■ **Activity**
Could you find each line of the data below that contains the word "branch" and copy those lines?

■ **Given information**
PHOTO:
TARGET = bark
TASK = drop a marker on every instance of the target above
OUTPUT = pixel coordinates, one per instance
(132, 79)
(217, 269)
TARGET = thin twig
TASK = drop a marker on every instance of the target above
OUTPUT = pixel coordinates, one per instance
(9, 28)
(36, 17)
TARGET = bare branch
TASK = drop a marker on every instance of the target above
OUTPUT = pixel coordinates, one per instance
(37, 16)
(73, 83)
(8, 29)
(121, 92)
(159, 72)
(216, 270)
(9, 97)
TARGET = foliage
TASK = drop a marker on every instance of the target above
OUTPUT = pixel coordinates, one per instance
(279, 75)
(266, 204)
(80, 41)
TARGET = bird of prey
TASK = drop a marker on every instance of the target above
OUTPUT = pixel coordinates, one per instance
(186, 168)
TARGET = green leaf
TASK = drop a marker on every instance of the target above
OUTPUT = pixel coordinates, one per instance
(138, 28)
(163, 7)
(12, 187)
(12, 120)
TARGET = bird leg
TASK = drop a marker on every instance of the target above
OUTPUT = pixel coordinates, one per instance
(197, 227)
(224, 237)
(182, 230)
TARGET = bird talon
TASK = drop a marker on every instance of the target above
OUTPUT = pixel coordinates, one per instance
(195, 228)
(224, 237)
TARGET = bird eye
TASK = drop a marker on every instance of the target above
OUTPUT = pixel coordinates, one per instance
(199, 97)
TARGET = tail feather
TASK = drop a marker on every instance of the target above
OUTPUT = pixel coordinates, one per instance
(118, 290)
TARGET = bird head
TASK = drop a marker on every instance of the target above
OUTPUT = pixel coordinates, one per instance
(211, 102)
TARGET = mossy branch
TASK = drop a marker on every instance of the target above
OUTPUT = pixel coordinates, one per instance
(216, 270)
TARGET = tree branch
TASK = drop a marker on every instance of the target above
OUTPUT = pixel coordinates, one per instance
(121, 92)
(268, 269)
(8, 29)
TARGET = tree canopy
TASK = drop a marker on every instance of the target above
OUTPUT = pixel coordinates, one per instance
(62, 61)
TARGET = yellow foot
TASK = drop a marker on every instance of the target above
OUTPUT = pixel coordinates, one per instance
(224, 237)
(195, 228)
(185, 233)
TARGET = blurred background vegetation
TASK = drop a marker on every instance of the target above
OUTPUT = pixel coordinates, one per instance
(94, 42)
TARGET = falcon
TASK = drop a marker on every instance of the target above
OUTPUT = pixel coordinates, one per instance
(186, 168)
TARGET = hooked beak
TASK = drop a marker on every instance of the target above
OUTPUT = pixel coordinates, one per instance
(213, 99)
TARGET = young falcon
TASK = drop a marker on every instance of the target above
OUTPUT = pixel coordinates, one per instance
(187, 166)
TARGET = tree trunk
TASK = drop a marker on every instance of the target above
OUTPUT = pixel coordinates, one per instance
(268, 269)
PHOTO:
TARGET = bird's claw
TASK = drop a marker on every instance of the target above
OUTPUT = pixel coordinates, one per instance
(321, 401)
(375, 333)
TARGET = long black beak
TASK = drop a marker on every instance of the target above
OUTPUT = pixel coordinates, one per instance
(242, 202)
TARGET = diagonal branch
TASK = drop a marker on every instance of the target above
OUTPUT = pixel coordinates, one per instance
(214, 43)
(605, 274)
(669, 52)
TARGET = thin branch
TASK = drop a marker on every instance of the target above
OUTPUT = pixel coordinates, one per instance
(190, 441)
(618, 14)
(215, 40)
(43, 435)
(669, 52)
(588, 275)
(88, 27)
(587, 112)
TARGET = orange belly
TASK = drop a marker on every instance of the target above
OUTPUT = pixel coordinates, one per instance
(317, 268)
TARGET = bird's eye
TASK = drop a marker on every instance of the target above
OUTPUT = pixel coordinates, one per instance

■ **Result of this exercise**
TARGET = bare branch
TARGET = mossy branch
TARGET = tree branch
TARGET = diagonal branch
TARGET = thin branch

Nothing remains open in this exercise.